**PAGE TEXT:**
------------------------------------------------
It has got to be a pretty cool experience to go out and do that and know that what you are serving is the work you put in to catch that fish and stuff.
It is a similar feeling that commercial fishermen get to be able to know that they are going to sit down at a restaurant where they provide that seafood for. Maybe it is not as close of a tie-in because they are not physically serving their customer.
You said inshore fishing. What is your favorite fish to catch?
I did fish for a living for a few years of my life, I’m turned into a more relaxed fisherman in the aspect that I love snook fishing because, at this time of the year, I can go catch a small amount of bait. I can go sit on the island in peace and quiet during the week and catch fish with my rod holder. I get to enjoy relaxation and fishing at the same time.
Fishing is a lot of work.
Rewarding, frustrating, and aggravating.
You are talking about going out catching bait. That is a whole process in itself, trying to find the fish and that stuff. It is a long day and a lot of fun, but also a lot of work involved, unless you are doing it like that too, where you find your spots where you can post up.
The nice part about where we live is if you go to the beach in the summertime and you put a live bait into the water, your chances are likely that your rod is going to go off, whether it was a snook or shark or a big trout were hanging out with the other guys. The easeability to enjoy the relaxation of fishing without the aggravation is there until your fish goes underneath a boat or around an anchor.
What is the biggest snook you have caught?
I caught a 38. It was off of Pier 60.
I feel like the biggest one I ever hooked was probably there. We had no down net. It was 1:00 in the morning. There was nobody. The big guy in the bay shop was in the bathroom.
There are some big ones down there. Where did you get that off the beach?
They put up a good fight.
It has been some years. It was one island at the time. The spot is not even there anymore because the island is completely open now.
It is crazy to see how the area has changed, and that stuff has changed. Growing up here, what is one of your favorite things besides fishing, something place you like to go to? It could be a restaurant or park, something like that.
------------------------------------------------
**DIRECTIONS:**
- a) List every kind of fish the fishing conversation names by species.
- b) Please pick up the fishing conversation right after its last line and carry it on.
------------------------------------------------
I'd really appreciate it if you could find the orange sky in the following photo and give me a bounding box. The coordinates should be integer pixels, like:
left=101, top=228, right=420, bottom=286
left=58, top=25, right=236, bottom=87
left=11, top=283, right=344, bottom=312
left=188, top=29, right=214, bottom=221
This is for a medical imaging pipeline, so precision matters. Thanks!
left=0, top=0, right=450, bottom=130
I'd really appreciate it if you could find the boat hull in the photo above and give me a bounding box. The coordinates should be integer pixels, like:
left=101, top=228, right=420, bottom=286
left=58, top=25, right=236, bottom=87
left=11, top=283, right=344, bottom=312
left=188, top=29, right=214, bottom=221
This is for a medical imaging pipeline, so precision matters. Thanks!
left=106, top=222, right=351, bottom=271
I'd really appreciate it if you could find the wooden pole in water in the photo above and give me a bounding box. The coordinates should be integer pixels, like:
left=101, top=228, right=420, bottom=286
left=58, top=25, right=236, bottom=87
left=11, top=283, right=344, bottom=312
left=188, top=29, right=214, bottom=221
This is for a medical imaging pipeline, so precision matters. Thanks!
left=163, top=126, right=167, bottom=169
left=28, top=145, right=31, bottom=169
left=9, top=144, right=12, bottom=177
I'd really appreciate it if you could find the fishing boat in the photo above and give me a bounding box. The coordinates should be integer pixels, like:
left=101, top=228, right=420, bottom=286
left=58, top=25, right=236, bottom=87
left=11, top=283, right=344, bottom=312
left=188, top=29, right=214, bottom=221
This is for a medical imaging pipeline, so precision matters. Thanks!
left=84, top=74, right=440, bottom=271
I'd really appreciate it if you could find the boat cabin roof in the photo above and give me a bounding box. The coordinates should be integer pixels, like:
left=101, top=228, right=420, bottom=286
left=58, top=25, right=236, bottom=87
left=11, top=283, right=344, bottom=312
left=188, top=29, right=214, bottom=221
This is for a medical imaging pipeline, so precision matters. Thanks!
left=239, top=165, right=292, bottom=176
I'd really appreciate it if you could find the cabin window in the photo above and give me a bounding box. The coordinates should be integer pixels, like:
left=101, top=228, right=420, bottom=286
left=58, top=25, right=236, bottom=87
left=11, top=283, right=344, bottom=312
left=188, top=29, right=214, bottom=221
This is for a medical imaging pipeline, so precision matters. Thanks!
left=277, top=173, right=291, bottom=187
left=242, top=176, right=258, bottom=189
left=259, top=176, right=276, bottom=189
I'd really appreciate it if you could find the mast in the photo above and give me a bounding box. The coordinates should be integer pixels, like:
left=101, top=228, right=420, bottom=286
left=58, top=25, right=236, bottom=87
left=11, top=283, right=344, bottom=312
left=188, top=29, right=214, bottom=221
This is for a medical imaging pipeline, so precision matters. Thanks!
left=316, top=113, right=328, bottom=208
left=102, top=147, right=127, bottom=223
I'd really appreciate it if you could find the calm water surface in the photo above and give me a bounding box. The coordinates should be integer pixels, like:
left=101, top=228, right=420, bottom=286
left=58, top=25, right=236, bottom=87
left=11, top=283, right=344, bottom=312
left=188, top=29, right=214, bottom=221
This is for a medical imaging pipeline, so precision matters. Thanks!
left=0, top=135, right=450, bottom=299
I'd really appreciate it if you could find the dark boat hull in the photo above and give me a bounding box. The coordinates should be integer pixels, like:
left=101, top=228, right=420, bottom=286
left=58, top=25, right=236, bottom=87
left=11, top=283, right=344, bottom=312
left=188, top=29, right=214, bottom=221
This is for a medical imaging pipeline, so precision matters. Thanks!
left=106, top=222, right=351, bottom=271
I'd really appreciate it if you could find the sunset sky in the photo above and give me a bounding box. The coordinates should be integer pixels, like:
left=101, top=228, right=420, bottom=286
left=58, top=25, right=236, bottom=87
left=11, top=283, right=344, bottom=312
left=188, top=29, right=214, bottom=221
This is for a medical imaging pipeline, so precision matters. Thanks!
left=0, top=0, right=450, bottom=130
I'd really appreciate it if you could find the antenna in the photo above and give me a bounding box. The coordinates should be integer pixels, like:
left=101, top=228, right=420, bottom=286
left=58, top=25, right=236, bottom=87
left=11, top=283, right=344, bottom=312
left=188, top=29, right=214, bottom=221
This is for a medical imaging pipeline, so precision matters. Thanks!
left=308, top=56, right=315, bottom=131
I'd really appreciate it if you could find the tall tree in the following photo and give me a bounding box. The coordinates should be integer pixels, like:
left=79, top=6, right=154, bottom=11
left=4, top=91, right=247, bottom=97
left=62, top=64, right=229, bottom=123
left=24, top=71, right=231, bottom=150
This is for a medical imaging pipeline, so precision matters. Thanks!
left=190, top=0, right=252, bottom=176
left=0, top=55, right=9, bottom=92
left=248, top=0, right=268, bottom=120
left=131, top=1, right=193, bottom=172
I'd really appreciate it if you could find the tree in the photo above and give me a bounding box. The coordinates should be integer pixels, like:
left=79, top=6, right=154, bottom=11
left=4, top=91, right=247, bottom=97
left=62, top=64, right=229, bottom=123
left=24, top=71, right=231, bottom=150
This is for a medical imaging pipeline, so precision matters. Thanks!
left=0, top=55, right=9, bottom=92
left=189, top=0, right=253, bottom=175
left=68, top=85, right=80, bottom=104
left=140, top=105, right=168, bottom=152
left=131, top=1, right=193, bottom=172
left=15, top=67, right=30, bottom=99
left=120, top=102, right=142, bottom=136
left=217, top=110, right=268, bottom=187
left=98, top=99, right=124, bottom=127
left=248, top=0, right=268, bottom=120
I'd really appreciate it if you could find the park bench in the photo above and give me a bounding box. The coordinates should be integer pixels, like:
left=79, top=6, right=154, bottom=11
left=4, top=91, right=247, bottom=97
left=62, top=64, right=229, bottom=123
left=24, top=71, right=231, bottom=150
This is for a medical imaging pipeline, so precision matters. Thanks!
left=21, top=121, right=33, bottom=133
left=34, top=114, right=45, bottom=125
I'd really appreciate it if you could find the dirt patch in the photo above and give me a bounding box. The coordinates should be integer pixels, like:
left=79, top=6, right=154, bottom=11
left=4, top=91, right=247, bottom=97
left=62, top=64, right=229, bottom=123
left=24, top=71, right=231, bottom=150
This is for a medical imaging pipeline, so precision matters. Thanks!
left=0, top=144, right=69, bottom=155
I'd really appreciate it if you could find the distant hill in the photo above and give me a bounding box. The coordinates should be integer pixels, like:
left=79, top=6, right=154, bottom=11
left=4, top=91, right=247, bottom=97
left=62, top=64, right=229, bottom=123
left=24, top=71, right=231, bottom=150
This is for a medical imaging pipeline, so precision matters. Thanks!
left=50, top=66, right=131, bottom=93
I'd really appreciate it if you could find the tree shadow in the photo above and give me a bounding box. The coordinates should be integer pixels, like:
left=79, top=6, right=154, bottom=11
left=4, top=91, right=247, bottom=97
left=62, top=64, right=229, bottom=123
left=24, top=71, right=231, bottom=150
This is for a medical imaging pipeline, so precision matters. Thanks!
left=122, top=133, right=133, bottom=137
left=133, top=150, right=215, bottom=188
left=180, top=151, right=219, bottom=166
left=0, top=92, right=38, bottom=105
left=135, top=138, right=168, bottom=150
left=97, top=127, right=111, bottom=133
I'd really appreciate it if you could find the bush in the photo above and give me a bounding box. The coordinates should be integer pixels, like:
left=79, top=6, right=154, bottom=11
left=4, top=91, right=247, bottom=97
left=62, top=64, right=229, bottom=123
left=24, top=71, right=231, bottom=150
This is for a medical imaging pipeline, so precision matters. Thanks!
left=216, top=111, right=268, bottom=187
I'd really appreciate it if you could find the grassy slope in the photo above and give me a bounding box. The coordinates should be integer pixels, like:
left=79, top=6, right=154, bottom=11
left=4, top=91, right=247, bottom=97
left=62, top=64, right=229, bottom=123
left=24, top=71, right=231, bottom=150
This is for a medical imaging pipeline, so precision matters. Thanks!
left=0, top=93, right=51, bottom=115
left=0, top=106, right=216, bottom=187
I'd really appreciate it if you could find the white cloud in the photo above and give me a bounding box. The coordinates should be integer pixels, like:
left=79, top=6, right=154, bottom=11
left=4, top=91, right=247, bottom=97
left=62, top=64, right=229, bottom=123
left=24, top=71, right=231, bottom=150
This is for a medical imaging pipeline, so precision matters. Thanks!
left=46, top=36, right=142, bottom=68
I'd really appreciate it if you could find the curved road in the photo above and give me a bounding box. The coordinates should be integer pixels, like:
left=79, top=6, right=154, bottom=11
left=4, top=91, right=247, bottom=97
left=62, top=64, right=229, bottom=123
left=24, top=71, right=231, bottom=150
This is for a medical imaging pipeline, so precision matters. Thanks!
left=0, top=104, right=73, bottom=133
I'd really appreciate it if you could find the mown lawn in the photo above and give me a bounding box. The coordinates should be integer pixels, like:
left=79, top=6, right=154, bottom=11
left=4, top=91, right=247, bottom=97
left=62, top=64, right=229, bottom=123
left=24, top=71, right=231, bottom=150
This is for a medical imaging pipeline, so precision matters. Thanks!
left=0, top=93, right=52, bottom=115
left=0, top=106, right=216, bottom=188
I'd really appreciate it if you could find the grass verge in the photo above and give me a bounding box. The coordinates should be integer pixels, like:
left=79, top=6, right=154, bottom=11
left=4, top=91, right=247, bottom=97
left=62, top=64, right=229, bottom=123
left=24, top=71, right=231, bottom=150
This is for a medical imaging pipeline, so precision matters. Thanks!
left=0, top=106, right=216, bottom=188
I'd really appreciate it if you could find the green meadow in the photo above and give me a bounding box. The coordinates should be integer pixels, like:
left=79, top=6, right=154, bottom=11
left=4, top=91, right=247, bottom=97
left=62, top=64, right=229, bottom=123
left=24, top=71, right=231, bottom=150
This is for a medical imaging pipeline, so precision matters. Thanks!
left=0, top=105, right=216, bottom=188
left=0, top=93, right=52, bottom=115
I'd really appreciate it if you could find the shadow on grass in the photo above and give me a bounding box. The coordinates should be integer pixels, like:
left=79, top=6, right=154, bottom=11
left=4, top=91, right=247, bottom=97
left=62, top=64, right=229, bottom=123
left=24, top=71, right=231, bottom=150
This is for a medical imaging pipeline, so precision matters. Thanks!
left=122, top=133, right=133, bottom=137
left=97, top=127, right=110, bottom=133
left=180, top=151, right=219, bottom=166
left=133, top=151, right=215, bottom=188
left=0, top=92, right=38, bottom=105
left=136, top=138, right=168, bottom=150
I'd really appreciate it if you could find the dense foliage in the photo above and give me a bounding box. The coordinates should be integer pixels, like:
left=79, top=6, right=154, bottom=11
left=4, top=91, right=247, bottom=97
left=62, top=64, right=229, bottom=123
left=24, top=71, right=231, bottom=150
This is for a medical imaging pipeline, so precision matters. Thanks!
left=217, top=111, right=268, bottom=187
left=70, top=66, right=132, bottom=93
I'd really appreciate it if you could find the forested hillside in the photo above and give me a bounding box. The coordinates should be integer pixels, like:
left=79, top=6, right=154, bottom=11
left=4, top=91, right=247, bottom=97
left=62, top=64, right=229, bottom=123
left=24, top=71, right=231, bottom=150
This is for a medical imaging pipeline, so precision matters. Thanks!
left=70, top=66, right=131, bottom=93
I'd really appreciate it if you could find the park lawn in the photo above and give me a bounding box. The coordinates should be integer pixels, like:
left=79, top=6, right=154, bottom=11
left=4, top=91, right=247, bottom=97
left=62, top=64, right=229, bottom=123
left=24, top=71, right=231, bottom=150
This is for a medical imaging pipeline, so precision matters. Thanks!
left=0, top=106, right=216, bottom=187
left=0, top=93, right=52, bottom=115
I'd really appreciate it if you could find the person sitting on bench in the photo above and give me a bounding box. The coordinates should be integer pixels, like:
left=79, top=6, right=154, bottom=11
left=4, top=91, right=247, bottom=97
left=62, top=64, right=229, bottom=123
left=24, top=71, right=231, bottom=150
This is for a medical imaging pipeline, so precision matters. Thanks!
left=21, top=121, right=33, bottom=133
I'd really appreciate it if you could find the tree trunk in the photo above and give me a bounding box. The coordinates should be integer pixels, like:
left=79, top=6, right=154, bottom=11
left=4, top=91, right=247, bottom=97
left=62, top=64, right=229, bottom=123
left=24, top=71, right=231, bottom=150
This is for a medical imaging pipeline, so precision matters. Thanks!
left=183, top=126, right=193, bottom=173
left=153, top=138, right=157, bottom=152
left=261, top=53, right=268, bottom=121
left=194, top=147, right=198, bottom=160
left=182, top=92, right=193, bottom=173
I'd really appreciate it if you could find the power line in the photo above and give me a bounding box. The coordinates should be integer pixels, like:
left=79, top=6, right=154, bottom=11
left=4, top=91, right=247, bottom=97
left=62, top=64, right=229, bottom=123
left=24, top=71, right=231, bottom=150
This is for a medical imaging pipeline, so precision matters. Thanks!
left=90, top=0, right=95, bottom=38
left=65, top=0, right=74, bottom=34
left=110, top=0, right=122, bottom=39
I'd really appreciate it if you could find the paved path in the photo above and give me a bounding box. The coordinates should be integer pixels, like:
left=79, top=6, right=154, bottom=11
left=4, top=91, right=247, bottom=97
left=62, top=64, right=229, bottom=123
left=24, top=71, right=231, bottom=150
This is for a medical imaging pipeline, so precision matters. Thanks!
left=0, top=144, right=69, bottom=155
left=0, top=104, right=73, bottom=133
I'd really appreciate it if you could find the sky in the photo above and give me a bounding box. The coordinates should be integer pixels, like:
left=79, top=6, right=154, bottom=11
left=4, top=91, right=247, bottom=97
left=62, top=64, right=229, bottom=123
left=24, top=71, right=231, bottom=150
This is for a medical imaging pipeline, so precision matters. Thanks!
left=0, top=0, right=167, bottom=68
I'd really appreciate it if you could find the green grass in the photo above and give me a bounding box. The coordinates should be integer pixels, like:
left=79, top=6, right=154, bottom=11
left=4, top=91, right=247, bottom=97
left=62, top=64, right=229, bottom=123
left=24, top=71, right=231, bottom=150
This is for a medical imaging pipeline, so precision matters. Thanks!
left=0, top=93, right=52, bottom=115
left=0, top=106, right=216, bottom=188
------------------------------------------------
**RESULTS OF THE EXERCISE:**
- a) snook, shark, trout

- b)
There are few of us that go and attend these things. We are Rays’ season ticket holders still. I have been since day one and still are. As a conglomerate of my immediate family, we probably go to 45-plus games a year. If I’m not out on a boat, that is usually where we are at or at a barbecue.
They have been having a couple of few good seasons in a row. They are fun to watch. Do you want to see them stay at Tropicana Field, or where do you want to see them go?
I would love to have them in Feather Sound as a selfish North Pinellas County resident. Whether that is environmentally sound, who knows, but they don’t belong inside of that stadium where we watched hockey as kids.
This was fun, Scott. I appreciate you jumping on the show. Where can people find Reel BBQ?
We are located at 993 Florida Avenue on the Northwest side of de Bine Brewing, who is our partner over there. We are open five days a week, from Thursday to Monday, every day for lunch and dinner, except Monday when we are open for dinner.
Go check him out, and if you are driving, you can probably smell the smoked meats and stuff you are driving by. Try the cobia sandwich. It’s awesome. Thank you.
About Scott Gottscho
Scott started smoking meats for Palm Harbor in 2014 when a friend brought up the idea of selling his craft to the community. Scott’s expertise then was the sauces he created and now 8 years later he has a permanent location in Palm Harbor where he has developed his own unique BBQ flavor.
Reel BBQ only uses the highest quality and freshest ingredients available. They handcraft their BBQ sauces, rub’s and dressings to complement their smoked meat perfectly.